● **Set problem**
Reproduce each of the lines word for word.

=====

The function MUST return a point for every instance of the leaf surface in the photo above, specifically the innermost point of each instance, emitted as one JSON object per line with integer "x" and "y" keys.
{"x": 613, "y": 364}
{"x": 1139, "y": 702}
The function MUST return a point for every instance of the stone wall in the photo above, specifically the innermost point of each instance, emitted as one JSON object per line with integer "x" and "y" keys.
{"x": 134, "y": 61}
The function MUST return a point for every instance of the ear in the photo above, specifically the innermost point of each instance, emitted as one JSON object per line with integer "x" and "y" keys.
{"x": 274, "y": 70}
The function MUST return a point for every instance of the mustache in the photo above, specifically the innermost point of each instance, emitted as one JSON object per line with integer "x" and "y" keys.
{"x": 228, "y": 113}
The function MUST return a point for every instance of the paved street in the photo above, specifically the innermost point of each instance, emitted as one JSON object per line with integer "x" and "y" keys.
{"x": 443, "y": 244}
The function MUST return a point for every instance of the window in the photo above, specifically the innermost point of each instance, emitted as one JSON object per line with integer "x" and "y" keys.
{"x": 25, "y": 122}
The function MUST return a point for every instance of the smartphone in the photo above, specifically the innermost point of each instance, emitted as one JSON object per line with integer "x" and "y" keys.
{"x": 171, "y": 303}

=====

● **Solution to this problem**
The function MUST return a point for every instance of the leaf surface in the photo above, specifically the innermost point of each instance, emitted as one JSON object per line with integer "x" and "y" keys.
{"x": 613, "y": 364}
{"x": 1139, "y": 702}
The function MUST return a point for every instance of the stone wall in the photo above, specifically the innermost point of each instance, emitted as one JSON object per line with integer "x" and "y" keys.
{"x": 134, "y": 61}
The function MUST return a point for every instance of the ear in the photo above, specifically the innermost point of each instance, emitted as one JSON object per line with integer "x" and "y" keys.
{"x": 274, "y": 70}
The function MUST return a point for every instance of the mustache in the photo above, specifically the innermost point of each instance, emitted as one JSON object per line with integer "x" and "y" keys.
{"x": 228, "y": 113}
The function MUST return a point for every instance of the paved street in the photo above, specifically the innermost point of each instance, emitted as one JSON object per line with integer "x" and "y" keys.
{"x": 443, "y": 244}
The function MUST return a point for every instance of the window in the photo above, specifically the innermost point of each instance, emitted as one JSON object per line with integer "x" and "y" keys.
{"x": 25, "y": 122}
The function MUST return a point for every instance of the smartphone in the photo above, specifically the innermost point of each instance, emitted as one JSON object per line with integer "x" and "y" keys.
{"x": 171, "y": 303}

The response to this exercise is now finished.